═════ DATASET EXCERPTS ═════
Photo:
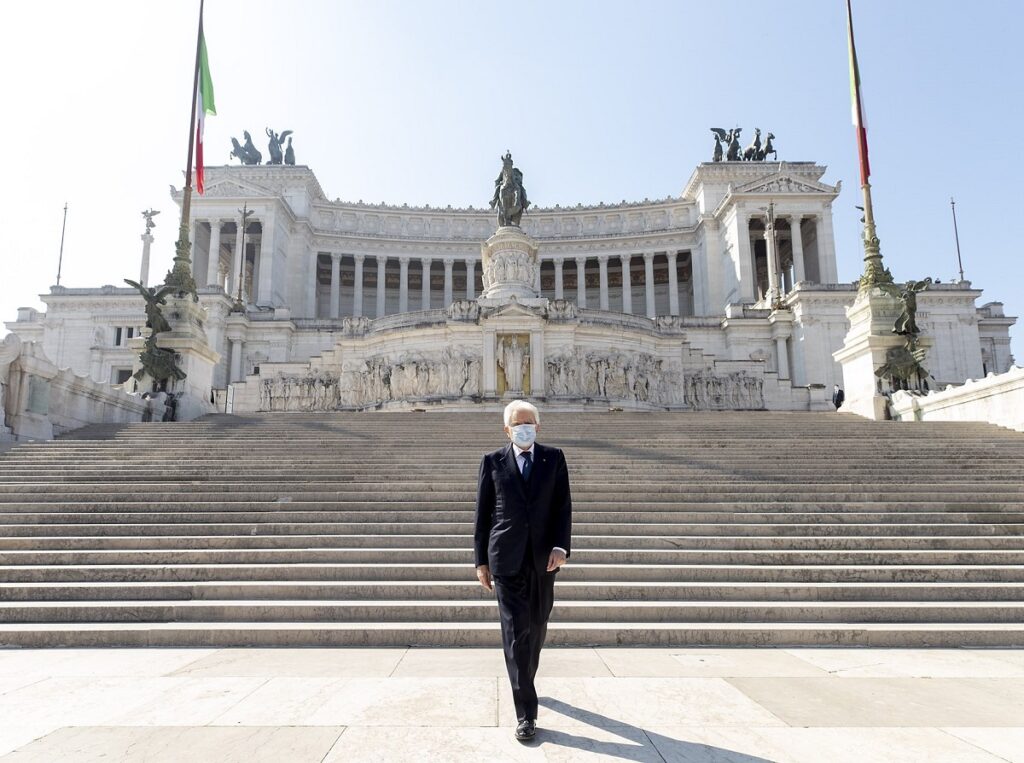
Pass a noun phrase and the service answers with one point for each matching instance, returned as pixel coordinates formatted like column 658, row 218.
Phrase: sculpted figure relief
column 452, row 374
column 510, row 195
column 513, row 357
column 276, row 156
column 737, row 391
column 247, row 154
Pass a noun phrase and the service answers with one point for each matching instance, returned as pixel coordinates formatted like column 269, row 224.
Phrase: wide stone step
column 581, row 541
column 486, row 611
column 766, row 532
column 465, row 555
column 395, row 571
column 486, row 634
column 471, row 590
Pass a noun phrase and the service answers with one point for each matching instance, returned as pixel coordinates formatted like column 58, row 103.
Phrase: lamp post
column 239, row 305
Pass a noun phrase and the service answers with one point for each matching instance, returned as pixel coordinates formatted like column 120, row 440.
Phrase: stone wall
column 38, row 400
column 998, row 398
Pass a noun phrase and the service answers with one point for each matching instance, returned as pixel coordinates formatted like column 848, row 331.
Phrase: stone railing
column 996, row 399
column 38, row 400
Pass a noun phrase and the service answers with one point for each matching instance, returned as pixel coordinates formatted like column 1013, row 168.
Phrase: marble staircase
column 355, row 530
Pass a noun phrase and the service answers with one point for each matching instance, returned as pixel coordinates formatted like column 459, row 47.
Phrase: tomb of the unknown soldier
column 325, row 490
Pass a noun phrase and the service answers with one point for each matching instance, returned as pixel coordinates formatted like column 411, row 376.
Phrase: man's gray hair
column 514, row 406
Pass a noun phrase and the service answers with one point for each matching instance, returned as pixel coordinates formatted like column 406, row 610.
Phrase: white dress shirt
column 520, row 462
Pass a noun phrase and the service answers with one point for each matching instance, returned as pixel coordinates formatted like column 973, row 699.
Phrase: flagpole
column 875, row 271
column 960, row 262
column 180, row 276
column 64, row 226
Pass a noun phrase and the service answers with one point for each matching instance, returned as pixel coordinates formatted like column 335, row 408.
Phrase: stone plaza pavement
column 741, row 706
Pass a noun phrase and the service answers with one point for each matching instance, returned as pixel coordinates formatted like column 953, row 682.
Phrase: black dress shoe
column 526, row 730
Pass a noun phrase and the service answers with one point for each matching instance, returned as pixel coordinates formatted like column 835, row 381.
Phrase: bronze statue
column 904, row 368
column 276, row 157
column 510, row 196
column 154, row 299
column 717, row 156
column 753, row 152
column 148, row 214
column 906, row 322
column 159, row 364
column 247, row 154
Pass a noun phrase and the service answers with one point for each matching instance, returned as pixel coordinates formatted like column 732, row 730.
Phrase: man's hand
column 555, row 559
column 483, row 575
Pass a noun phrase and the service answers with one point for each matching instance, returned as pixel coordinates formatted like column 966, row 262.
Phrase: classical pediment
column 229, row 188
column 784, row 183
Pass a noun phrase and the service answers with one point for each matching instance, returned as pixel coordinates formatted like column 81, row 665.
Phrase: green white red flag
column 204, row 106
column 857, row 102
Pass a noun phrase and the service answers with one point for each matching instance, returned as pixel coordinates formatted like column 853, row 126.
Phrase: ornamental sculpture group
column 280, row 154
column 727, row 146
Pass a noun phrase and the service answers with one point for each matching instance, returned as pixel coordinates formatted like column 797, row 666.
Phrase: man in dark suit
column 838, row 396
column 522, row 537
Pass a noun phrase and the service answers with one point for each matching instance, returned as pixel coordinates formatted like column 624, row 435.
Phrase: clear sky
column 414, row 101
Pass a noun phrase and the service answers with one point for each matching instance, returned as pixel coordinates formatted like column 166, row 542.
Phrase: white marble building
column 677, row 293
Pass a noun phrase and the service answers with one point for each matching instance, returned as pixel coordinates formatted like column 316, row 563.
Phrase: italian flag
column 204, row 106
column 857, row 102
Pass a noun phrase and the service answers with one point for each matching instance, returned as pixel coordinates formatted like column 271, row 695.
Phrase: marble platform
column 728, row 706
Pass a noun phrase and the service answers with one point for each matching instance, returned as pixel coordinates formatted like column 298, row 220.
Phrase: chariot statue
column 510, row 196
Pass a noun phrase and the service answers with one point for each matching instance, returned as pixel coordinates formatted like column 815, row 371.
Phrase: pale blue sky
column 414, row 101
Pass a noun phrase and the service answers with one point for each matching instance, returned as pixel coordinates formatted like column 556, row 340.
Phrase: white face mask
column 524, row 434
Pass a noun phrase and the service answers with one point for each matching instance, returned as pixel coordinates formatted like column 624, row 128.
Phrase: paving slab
═════
### EXERCISE INSTRUCTIONS
What is needed is the data above, retyped exactly, with every picture left out.

### FINISHED TASK
Photo:
Pass a noun phrase and the service answers with one point for each matching instance, returned as pixel coordinates formatted like column 658, row 218.
Phrase: sculpted figure relief
column 452, row 374
column 510, row 195
column 513, row 357
column 276, row 156
column 737, row 391
column 247, row 154
Pass a noun phrase and the service answers with one point for each matching instance, returned as pixel coordinates formatted like column 269, row 224.
Phrase: wide stone step
column 581, row 541
column 486, row 611
column 766, row 532
column 465, row 555
column 395, row 571
column 486, row 634
column 471, row 590
Pass a noun phrase and the service answers with one point for each matching instance, returned as pixel coordinates formatted like column 58, row 103.
Phrase: lamp post
column 239, row 305
Pass a noun phrase and the service answers with one point for each matching instance, returned as pixel coordinates formatted like column 120, row 440.
Phrase: stone wall
column 38, row 400
column 998, row 398
Pass a noun phrase and the service answers with one point for each matching instance, returned as pixel coordinates formatted like column 848, row 331.
Phrase: stone railing
column 996, row 399
column 38, row 400
Pass a noun phrase and the service answers with one point for each matching instance, returned as pixel coordinates formatted like column 1013, row 168.
Phrase: marble staircase
column 355, row 530
Pass a noun phrase and the service answers with one point for each matching instance, returned as pixel coordinates formatted like column 459, row 47.
Phrase: tomb of the unknown soldier
column 325, row 490
Pass a noun phrase and the service answers with one point for each matching instance, returned as pixel coordinates formatted like column 411, row 376.
Phrase: man's gray hair
column 514, row 406
Pass a noun phrase and the service answers with one point for each matching instance, returned as pixel coordinates formatted like column 406, row 610.
Phrase: white dress shirt
column 520, row 462
Pass a noun phrase and the service answers with one point for each matching instance, returned as pixel coordinates formatted like column 973, row 699.
Phrase: flagpole
column 875, row 271
column 960, row 262
column 180, row 276
column 64, row 226
Pass a noun phrase and the service answers with one point for each matching instance, returned as pixel coordinates formatted like column 335, row 408.
Phrase: stone plaza pavement
column 741, row 706
Pass a noun phrase and the service answers with one point for each matching instance, returned as pixel coordinates formatted like column 953, row 682.
Phrase: black dress shoe
column 526, row 730
Pass a noun phrase and the service answers with one point for each matching instance, returned as pixel coordinates formatted like column 835, row 381.
Phrase: bronze statue
column 904, row 368
column 276, row 157
column 510, row 196
column 154, row 299
column 717, row 156
column 753, row 152
column 148, row 214
column 906, row 322
column 159, row 364
column 247, row 154
Pass a noun phrase and the service answers with one point for each matching instance, returned as pixel coordinates formatted like column 732, row 730.
Phrase: man's hand
column 555, row 559
column 483, row 575
Pass a noun phrase and the service answers with one point for each matching instance, returned as pixel coordinates formatted like column 966, row 262.
Phrase: classical pediment
column 229, row 188
column 784, row 183
Pass a noun phrase and the service answers with one point for each matching instance, returned as pixel coordinates formatted like column 81, row 665.
Phrase: green white red flag
column 204, row 106
column 857, row 102
Pass a noun phrase and the service answers with one point for each matching instance, returned as pixel coordinates formatted like column 853, row 126.
Phrase: ornamental sculpture group
column 280, row 154
column 727, row 146
Pass a noun phrase and the service answers with one point for each matching instance, returned as pixel coordinates formatted like column 797, row 666.
Phrase: man in dark suit
column 838, row 396
column 522, row 537
Pass a noun phrase and the service answers with one point for each matching instance, returned as pixel coordinates formatted like column 624, row 435.
Phrase: clear sky
column 414, row 101
Pass a noun phrase and the service answers with one point for each matching instance, returned as pixel coordinates formatted like column 166, row 542.
Phrase: white marble building
column 677, row 293
Pass a noun phrase and the service answers with one point for each matching instance, returned as pixel coordinates formatted like column 316, row 563.
Phrase: italian flag
column 204, row 106
column 857, row 102
Pass a noun phrase and the service answers with one point for each matching instance, returned as pixel coordinates formatted like column 271, row 695.
Phrase: marble platform
column 728, row 706
Pass a noun phrase and the service answers with one point for each matching instance, returned as pixel coordinates formatted like column 298, row 220.
Phrase: chariot statue
column 510, row 196
Pass a noun phrase and the service answers with one point for each matching instance, returned as pixel coordinates formatted like column 815, row 371.
Phrase: pale blue sky
column 414, row 101
Pass a noun phrase and the service answers with one point for each matching instance, returned as pixel coordinates formatted like column 556, row 340.
Phrase: white face mask
column 524, row 434
Pass a noun phrase and the service answers with one point for each matching instance, returned as pixel coordinates formatted like column 624, row 128.
Phrase: paving slab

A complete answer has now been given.